## DIRECTIVE
Please rewrite the data records as a Markdown table from the first line up to and including the line that contains "[[27, 183]]". Use the columns Row, holding a running number, and Line, holding the text, and skip any blank lines.

## Data records
"""

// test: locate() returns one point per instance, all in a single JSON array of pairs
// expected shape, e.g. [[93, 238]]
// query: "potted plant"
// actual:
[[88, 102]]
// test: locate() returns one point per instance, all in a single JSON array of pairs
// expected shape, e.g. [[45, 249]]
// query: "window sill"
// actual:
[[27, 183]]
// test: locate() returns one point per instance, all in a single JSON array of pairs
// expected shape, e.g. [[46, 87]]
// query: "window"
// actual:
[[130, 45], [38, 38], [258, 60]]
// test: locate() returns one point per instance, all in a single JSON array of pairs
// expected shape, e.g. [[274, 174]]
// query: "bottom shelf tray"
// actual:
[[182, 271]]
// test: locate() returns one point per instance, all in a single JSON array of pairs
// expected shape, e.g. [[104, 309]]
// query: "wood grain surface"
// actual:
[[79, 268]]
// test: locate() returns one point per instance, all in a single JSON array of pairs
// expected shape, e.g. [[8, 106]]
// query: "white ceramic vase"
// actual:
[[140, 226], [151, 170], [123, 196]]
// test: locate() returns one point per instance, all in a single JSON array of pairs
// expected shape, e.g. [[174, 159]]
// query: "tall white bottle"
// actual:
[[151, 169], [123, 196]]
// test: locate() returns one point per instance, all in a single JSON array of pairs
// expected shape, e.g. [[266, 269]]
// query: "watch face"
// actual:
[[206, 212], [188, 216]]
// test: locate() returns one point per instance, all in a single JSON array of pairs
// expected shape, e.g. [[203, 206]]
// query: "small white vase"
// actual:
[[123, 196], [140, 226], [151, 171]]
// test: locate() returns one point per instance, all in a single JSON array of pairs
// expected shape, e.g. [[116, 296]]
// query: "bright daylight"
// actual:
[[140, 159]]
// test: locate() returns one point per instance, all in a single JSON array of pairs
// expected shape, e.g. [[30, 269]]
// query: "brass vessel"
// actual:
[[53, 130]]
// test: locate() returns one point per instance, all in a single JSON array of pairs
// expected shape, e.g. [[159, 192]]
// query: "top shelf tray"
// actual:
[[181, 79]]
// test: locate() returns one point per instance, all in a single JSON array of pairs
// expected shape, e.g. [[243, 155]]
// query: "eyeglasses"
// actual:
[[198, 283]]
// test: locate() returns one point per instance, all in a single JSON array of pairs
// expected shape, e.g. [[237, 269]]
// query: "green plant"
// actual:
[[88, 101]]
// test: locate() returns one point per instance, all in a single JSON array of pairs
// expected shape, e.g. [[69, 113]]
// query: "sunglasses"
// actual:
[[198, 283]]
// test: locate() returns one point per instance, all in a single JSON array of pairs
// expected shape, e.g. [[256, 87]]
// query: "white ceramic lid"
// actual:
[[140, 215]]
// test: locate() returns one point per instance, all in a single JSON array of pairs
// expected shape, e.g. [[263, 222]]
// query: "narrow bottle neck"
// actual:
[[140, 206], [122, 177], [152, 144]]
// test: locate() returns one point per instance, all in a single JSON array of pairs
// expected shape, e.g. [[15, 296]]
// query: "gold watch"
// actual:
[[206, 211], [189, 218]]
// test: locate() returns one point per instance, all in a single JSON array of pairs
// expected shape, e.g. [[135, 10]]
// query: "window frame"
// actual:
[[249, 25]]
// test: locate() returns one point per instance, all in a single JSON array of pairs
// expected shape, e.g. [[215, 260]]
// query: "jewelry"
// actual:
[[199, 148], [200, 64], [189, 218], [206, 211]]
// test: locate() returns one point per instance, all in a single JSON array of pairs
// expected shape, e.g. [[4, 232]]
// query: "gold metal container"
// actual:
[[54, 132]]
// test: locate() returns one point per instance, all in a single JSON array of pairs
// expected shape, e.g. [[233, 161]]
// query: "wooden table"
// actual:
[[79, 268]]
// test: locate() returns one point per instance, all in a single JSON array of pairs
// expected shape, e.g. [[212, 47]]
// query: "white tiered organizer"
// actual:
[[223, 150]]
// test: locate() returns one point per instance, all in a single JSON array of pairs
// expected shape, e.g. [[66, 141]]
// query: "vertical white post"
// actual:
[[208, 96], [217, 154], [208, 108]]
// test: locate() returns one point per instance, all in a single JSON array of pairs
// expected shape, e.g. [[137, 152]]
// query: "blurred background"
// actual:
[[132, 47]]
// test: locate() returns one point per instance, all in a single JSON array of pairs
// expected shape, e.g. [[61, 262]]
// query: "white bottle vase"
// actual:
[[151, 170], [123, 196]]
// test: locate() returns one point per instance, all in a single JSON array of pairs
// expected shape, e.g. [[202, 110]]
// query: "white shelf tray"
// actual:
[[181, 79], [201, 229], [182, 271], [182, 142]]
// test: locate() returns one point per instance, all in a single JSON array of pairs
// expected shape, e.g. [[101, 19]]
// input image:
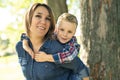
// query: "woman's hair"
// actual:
[[29, 15], [68, 17]]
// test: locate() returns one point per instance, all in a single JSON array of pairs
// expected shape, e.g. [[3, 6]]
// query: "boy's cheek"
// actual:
[[86, 78]]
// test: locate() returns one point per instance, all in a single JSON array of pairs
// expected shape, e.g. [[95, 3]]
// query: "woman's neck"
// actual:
[[37, 42]]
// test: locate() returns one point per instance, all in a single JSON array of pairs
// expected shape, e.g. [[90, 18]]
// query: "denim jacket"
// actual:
[[47, 70], [33, 70]]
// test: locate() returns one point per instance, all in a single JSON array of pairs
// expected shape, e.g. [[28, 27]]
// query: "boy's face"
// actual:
[[66, 31]]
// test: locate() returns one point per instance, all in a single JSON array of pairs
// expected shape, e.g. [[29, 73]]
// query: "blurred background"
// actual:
[[12, 25]]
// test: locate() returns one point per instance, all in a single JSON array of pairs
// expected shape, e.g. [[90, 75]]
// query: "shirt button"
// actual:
[[46, 66]]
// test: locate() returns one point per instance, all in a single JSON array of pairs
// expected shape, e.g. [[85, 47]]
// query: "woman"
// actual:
[[39, 23]]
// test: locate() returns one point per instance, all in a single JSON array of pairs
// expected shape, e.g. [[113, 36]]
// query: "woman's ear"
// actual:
[[56, 29]]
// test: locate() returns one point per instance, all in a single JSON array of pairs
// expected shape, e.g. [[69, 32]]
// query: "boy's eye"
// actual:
[[69, 31]]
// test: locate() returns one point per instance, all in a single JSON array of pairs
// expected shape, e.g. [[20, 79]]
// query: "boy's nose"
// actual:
[[42, 21], [65, 34]]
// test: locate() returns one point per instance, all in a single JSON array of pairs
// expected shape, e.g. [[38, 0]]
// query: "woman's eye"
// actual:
[[48, 19], [38, 16], [69, 31], [61, 29]]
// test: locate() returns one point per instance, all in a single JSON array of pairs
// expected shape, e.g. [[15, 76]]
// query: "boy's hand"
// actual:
[[27, 48], [42, 57], [86, 78]]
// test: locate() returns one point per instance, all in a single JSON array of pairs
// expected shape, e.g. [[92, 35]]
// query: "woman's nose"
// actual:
[[65, 34], [43, 21]]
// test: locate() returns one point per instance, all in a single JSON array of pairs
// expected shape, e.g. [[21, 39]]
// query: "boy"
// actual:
[[66, 28]]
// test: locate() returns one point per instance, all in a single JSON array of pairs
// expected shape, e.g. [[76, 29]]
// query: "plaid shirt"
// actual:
[[70, 51]]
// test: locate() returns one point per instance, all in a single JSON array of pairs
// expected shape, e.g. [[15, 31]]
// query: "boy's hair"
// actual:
[[68, 17]]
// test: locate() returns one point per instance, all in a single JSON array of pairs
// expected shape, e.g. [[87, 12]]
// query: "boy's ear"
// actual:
[[56, 29]]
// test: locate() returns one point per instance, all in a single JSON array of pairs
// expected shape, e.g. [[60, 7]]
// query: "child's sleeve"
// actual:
[[69, 52], [24, 36]]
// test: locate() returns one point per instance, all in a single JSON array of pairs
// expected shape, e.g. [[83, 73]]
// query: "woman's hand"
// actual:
[[27, 48], [42, 57]]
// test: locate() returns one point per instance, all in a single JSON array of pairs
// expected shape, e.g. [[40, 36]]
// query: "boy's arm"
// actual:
[[25, 39], [70, 51]]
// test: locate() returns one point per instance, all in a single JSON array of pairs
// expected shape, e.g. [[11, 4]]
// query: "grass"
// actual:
[[10, 68]]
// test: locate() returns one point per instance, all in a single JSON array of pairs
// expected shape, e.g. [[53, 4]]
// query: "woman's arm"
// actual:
[[69, 52]]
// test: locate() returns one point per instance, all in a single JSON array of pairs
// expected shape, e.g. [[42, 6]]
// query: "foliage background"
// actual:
[[11, 26]]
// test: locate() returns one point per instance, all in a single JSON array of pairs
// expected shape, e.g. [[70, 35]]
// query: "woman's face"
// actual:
[[40, 22], [66, 31]]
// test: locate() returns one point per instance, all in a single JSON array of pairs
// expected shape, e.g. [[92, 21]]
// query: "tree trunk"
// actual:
[[58, 7], [100, 21]]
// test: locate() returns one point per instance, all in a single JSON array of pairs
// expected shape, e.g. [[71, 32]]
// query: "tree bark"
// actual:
[[100, 22], [58, 7]]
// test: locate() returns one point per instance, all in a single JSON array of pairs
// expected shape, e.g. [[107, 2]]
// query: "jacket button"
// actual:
[[46, 66]]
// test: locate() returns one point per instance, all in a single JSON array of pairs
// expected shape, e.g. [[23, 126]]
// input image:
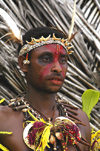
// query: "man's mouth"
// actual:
[[56, 81]]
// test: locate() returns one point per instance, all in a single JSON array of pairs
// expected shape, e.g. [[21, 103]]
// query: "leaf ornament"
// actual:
[[41, 134], [89, 100], [3, 148], [95, 140]]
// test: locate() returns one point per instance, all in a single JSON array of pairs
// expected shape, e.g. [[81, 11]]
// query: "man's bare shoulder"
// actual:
[[7, 116]]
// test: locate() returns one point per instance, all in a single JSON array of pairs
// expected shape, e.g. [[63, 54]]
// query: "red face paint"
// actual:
[[48, 67], [56, 50]]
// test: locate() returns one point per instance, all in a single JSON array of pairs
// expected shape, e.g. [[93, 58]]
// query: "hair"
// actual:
[[41, 31]]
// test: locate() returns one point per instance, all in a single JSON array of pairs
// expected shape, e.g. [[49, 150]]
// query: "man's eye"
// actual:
[[63, 60]]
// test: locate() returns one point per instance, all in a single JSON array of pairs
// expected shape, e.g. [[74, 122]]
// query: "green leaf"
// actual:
[[89, 100]]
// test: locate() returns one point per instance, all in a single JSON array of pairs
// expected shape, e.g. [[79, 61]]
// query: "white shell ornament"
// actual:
[[25, 134]]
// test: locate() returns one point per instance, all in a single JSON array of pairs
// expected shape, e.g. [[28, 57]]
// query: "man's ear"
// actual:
[[23, 67]]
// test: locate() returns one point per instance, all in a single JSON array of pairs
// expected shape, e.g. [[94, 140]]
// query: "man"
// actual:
[[32, 118]]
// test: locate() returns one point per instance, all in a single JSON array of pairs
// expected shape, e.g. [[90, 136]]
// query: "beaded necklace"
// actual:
[[40, 134]]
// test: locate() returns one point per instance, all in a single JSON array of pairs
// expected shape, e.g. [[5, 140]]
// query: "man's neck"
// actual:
[[41, 101]]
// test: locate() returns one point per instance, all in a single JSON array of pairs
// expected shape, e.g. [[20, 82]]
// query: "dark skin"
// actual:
[[48, 67]]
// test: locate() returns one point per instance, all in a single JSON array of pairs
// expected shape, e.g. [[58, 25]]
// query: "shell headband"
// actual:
[[44, 41]]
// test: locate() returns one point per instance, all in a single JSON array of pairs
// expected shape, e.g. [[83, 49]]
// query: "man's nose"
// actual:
[[56, 67]]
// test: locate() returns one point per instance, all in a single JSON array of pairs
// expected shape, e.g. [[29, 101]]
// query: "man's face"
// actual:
[[47, 69]]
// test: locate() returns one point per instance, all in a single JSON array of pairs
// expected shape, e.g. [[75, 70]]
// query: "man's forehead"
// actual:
[[51, 48]]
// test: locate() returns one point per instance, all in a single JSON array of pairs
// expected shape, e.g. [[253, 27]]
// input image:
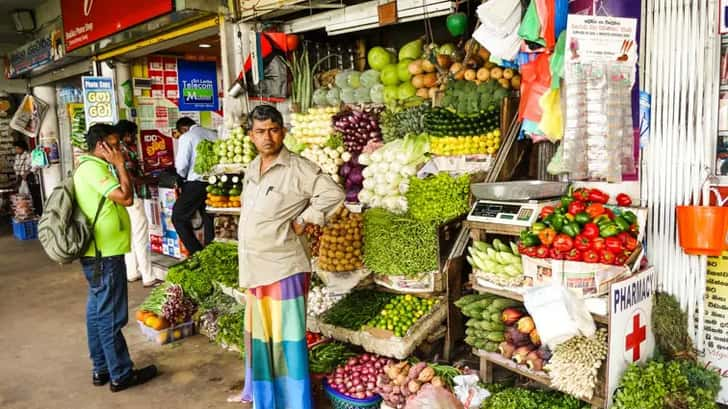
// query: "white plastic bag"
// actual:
[[558, 314]]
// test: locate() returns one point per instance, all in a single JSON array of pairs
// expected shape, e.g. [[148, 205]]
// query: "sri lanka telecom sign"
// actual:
[[86, 21], [197, 86]]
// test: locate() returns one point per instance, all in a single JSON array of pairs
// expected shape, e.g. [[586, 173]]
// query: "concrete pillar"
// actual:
[[52, 176]]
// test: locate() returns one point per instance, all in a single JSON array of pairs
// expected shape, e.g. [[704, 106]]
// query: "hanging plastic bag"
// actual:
[[433, 397]]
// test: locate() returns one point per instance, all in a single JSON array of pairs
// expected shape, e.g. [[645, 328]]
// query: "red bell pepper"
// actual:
[[631, 243], [547, 210], [606, 257], [576, 207], [574, 255], [598, 244], [582, 243], [595, 210], [556, 254], [597, 196], [614, 244], [581, 194], [591, 256], [563, 243], [547, 236], [590, 231], [623, 199]]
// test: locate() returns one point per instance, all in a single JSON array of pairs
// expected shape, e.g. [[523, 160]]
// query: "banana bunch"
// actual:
[[498, 259]]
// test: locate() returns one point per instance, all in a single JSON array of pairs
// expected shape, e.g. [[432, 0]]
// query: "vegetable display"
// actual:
[[582, 228], [356, 309], [341, 242], [399, 245], [357, 378], [325, 357], [388, 170], [438, 198], [499, 263], [401, 313], [574, 365]]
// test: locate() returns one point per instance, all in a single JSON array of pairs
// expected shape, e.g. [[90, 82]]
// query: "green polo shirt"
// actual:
[[94, 179]]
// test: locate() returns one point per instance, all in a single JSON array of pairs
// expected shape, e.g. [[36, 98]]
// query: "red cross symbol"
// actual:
[[636, 338]]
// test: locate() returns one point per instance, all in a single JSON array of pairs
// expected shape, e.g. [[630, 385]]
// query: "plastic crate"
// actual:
[[25, 230], [168, 335]]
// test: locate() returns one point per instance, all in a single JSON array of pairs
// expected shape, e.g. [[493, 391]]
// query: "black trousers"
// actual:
[[191, 200]]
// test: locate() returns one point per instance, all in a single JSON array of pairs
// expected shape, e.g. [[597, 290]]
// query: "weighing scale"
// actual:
[[513, 203]]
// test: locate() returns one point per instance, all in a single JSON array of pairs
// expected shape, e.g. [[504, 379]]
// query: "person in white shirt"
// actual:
[[193, 194]]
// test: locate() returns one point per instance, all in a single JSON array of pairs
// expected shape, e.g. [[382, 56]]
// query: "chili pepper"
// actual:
[[574, 255], [597, 196], [621, 223], [566, 201], [563, 243], [547, 210], [598, 244], [630, 243], [581, 194], [577, 206], [542, 251], [595, 210], [608, 230], [590, 230], [630, 217], [547, 236], [614, 244], [572, 229], [556, 254], [590, 256], [581, 242], [537, 227], [623, 199], [582, 218], [606, 257]]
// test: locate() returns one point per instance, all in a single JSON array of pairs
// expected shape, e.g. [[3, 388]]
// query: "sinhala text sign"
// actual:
[[630, 326], [99, 100]]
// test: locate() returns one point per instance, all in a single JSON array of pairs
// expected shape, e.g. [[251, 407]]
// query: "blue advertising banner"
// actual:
[[197, 86]]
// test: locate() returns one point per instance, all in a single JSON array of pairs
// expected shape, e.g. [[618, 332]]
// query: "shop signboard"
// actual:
[[37, 53], [197, 86], [716, 321], [86, 21], [157, 151], [99, 100], [630, 325]]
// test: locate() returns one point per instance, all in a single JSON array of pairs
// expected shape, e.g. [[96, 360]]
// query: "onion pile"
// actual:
[[358, 128], [357, 379]]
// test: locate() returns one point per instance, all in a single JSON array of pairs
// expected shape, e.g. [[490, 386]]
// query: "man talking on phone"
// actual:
[[103, 190]]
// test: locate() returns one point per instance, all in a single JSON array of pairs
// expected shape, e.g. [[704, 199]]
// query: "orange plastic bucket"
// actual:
[[702, 229]]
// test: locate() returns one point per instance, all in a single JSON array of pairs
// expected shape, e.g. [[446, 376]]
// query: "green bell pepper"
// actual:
[[571, 229]]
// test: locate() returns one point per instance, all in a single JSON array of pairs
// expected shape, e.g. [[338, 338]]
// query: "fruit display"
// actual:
[[401, 313], [387, 172], [574, 365], [485, 326], [438, 198], [341, 242], [496, 262], [314, 127], [224, 191], [357, 378], [582, 228]]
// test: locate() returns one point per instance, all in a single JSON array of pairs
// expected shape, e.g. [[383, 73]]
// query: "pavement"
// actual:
[[44, 358]]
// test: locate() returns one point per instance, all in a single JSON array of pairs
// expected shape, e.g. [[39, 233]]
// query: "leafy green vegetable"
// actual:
[[674, 384], [438, 198], [356, 309], [398, 245]]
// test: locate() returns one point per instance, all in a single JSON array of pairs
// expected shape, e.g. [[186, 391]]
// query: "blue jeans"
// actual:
[[106, 314]]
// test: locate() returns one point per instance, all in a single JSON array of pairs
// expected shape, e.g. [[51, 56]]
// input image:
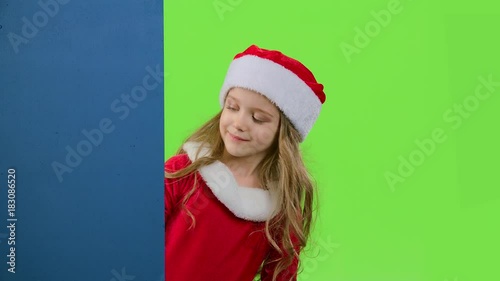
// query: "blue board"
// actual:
[[81, 140]]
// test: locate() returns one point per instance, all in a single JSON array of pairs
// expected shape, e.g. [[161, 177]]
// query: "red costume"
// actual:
[[228, 242]]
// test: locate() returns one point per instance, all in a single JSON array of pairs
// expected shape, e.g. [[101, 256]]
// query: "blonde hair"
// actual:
[[295, 188]]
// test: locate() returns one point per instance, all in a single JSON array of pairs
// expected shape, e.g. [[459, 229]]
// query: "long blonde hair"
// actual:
[[284, 165]]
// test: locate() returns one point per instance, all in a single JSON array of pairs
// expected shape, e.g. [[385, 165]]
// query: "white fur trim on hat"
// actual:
[[280, 85]]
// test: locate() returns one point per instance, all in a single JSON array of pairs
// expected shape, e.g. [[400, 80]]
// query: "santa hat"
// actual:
[[283, 80]]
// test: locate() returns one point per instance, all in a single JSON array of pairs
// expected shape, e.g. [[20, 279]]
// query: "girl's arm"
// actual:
[[290, 273], [174, 188]]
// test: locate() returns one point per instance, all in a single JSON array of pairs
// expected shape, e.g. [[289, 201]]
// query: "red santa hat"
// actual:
[[283, 80]]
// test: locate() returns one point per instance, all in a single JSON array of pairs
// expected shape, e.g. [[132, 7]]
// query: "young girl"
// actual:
[[238, 199]]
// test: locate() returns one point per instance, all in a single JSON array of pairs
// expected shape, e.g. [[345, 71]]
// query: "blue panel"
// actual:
[[81, 122]]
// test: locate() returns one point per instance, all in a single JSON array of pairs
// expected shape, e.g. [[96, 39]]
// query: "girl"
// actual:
[[238, 199]]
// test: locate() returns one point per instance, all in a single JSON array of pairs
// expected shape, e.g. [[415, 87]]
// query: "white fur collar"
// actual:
[[247, 203]]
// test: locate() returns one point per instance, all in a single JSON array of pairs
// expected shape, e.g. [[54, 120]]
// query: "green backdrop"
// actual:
[[405, 151]]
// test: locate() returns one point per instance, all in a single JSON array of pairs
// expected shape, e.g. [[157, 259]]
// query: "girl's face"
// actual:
[[248, 124]]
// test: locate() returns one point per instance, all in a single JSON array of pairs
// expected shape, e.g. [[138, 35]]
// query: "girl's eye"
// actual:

"""

## COMPLETED EXERCISE
| Row | Line |
|---|---|
| 1 | // test: locate() returns one point per instance, all in a single JSON array of pairs |
| 2 | // expected shape, e.g. [[93, 238]] |
| 3 | // query: "potted plant" |
| 4 | // actual: |
| 5 | [[88, 102]] |
| 6 | // test: locate() returns one point per instance, all in a single JSON array of pairs |
| 7 | // expected shape, e.g. [[45, 249]] |
| 8 | // query: "window sill" |
| 9 | // actual: |
| 10 | [[27, 183]] |